> **Selected excerpt**
※

These pills are largely disguised as medications but really contain fentanyl manufactured by Mexican cartels, according the Wall Street Journal. Many of these pills are also mass-produced by Mexican drug cartels using the manufactured fentanyl.

“The supply of these pills is going up exponentially,” Joseph Palamar, an associate professor and drug epidemiologist at New York University Langone Health, told the WSJ. “They are easy to transport and difficult to track. Pills are the ultimate fake out. You can fake out your parents, your friends, your partner, law enforcement.”

The pills can show up in many different forms, including other types of opioids besides oxycodone, the Wall Street Journal reported.

More than 570 new cases related to these pills have been opened by the Drug Enforcement Agency (DEA) the agency announced Thursday, according to the outlet.

Many people taking the pills don’t realize they are either taking fentanyl or that they are consuming such high amounts of the potent drug, the Wall Street Journal reported.

※

> **Required work**
1. Decide whether each statement agrees with the passage on counterfeit fentanyl pills, giving yes or no and quoting the deciding words: (a) Joseph Palamar is an associate professor at New York University Langone Health. (b) The DEA has opened more than 750 new cases tied to these pills. (c) The pills appear only in the form of oxycodone.
2. Write the next part of the passage on counterfeit fentanyl pills, picking up after its final sentence.
The rows that come next have nothing to do with the passage on counterfeit fentanyl pills.

※

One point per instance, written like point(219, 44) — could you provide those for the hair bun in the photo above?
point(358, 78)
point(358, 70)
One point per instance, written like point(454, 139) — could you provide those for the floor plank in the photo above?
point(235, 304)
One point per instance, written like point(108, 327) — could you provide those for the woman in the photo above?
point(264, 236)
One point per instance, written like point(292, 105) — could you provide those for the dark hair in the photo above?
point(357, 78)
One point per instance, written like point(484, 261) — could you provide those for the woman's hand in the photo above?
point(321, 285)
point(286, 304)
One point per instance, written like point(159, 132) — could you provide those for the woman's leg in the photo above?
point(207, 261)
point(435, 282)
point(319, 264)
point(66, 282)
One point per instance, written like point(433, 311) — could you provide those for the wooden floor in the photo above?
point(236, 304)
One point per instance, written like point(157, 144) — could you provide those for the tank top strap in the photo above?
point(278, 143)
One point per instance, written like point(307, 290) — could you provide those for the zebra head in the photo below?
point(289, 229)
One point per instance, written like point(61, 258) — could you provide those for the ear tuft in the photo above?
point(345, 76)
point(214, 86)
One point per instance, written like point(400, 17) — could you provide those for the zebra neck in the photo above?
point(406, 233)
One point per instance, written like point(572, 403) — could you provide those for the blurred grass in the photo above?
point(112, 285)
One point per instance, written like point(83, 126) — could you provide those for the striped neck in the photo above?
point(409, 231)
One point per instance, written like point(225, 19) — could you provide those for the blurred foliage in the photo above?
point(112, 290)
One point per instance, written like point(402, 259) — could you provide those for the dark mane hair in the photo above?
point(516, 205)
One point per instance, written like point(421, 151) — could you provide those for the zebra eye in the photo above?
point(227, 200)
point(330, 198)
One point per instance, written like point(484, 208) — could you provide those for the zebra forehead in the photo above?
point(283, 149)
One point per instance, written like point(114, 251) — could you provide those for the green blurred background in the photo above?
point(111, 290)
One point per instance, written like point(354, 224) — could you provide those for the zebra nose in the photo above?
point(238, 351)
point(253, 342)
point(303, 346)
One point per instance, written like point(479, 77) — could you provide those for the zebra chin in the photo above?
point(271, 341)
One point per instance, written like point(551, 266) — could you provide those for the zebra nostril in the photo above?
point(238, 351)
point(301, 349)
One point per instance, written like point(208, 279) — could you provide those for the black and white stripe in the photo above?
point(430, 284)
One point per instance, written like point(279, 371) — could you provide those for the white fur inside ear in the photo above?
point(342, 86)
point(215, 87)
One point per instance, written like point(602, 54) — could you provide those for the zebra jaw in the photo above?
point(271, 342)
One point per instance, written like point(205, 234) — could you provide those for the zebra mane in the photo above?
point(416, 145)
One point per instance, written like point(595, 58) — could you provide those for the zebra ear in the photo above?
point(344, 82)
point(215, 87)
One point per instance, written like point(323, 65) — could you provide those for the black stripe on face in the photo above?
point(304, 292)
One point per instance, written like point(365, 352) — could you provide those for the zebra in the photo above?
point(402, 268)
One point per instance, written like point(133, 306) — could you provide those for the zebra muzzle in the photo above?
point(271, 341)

※

> **Written responses**
1.
(a) Yes: "Joseph Palamar, an associate professor and drug epidemiologist at New York University Langone Health"
(b) No: "More than 570 new cases related to these pills have been opened by the Drug Enforcement Agency (DEA)"
(c) No: "The pills can show up in many different forms, including other types of opioids besides oxycodone"

2.
“Now, if you’re a casual consumer, partying on the weekends, it can be the case that someone hands out pills – you overdose and die,” Rand Corp. Researcher Bryce Pardo said, reported the Journal. (RELATED: EXCLUSIVE: Local DEA Chief Says A ‘Counterfeit Pill Epidemic’ Is To Blame For Record High Overdose Deaths)

Border officials seized almost 2,400 more pounds of fentanyl between January and April of 2021 compared to the same period in 2020. Just two milligrams of the toxic drug is considered to be a lethal dose.

Over 100,000 Americans died from drug overdoses between April 2020 and April 2021. The number of deaths in 2020 increased by over 31% compared to 2019.